PROBLEMS TO WORK ON —
[1] Which two devices does the patch discussion name as having an ECC feature that the "READ ID Parameter Tables" do not report?
[2] Rewrite the part of the patch discussion that opens with the words containing "Good catch! However" and closes with "the chip IDs)?", switching "buggy" to "broken".

SELECTION —
===

Currently the driver checks the "READ ID Parameter" field directly after
we enabled the feature. If the check fails we return immediately but
leave the ECC on. Now all future read/program cycles goes trough the ecc
and the host nfc gets confused and reports ECC errors.

To address this in a common way we need to turn off the ECC directly
after reading the "READ ID Parameter" and before checking the
"ECC status".

Signed-off-by: Marco Felsch <m.felsch@pengutronix.de>
---
 drivers/mtd/nand/raw/nand_micron.c | 14 +++++++++++---
 1 file changed, 11 insertions(+), 3 deletions(-)

Comments

Miquel Raynal July 26, 2019, 8:28 a.m. UTC | #1
Hi Marco,

+ Richard
+ Working e-mail address for Boris

Marco Felsch <m.felsch@pengutronix.de> wrote on Fri, 26 Jul 2019
09:44:34 +0200:

> Some devices don't support ecc "official". By "official" I mean that the
> feature can be set trough the "SET FEATURE (EFh)" command but isn't
> reported to the "READ ID Parameter Tables". Because the "ECC Field"
> still says that it is disabled. This is applicable at least
> for the MT29F2G08ABAGA and MT29F2G08ABBGA devices. Even worse the
> datasheet describes the ECC feature in chapter "ECC Protection".
> 
> Currently the driver checks the "READ ID Parameter" field directly after
> we enabled the feature. If the check fails we return immediately but
> leave the ECC on. Now all future read/program cycles goes trough the ecc
> and the host nfc gets confused and reports ECC errors.
> 
> To address this in a common way we need to turn off the ECC directly
> after reading the "READ ID Parameter" and before checking the
> "ECC status".
> 
> Signed-off-by: Marco Felsch <m.felsch@pengutronix.de>

Good catch! However you report that on-die ECC correction is working
but you still disable it; any reason to do so ? Would it be better to
actually enable on-die ECC and explicitly mark these two chips as
buggy (see [1] for checking the chip IDs)?

[1] https://elixir.bootlin.com/linux/v5.3-rc1/source/drivers/mtd/nand/raw/nand_macronix.c#L83

> ---
>  drivers/mtd/nand/raw/nand_micron.c | 14 +++++++++++---
>  1 file changed, 11 insertions(+), 3 deletions(-)
> 
> diff --git a/drivers/mtd/nand/raw/nand_micron.c b/drivers/mtd/nand/raw/nand_micron.c
> index 1622d3145587..fb199ad2f1a6 100644
> --- a/drivers/mtd/nand/raw/nand_micron.c
> +++ b/drivers/mtd/nand/raw/nand_micron.c
> @@ -390,6 +390,14 @@ static int micron_supports_on_die_ecc(struct nand_chip *chip)
>  	    (chip->id.data[4] & MICRON_ID_INTERNAL_ECC_MASK) != 0x2)
>  		return MICRON_ON_DIE_UNSUPPORTED;
>  
> +	/*
> +	 * It seems that there are devices which do not support ECC official.

===

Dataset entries
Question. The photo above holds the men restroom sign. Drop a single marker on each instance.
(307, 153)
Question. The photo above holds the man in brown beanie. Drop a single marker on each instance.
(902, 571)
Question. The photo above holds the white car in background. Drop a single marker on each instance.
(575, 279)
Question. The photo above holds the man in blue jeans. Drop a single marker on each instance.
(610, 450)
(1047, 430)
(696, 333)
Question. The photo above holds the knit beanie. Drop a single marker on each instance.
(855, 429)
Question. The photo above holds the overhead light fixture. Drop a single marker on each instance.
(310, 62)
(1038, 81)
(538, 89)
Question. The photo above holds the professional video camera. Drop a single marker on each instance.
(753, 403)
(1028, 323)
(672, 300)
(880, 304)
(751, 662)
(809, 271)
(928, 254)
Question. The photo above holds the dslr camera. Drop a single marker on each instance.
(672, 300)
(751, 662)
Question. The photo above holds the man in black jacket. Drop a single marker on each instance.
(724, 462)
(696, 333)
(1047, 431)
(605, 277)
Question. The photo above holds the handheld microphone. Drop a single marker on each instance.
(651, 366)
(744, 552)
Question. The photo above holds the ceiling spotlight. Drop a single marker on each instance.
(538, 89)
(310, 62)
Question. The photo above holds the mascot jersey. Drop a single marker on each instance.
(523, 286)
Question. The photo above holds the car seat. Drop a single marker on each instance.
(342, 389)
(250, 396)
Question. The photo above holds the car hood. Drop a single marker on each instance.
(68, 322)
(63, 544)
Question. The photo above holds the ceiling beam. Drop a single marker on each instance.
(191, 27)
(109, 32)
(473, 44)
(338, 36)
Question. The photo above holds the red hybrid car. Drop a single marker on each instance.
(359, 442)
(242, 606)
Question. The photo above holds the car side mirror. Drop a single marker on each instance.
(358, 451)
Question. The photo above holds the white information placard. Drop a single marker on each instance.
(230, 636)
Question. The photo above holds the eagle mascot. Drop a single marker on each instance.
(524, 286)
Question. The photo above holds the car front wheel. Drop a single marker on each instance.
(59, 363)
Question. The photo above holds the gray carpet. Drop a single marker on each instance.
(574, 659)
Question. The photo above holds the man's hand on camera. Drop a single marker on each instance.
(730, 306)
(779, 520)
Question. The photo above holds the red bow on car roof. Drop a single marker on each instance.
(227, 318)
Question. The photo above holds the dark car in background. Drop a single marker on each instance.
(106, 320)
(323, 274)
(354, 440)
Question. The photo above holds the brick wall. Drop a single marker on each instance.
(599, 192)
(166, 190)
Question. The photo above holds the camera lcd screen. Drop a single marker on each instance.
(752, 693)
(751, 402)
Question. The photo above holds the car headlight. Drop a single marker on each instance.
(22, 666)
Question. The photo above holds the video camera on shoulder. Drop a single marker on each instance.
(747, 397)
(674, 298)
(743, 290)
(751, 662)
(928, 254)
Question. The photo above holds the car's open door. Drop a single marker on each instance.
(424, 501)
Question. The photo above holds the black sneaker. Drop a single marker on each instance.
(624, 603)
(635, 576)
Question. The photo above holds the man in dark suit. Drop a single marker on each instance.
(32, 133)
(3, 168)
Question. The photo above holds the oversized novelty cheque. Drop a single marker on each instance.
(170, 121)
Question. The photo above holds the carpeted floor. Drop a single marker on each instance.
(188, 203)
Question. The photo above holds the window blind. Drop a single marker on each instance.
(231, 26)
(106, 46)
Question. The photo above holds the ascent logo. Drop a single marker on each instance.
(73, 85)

===

SOLUTIONS IN ORDER —
[1] The MT29F2G08ABAGA and MT29F2G08ABBGA devices.

[2]
Good catch! However you report that on-die ECC correction is working
but you still disable it; any reason to do so ? Would it be better to
actually enable on-die ECC and explicitly mark these two chips as
broken (see [1] for checking the chip IDs)?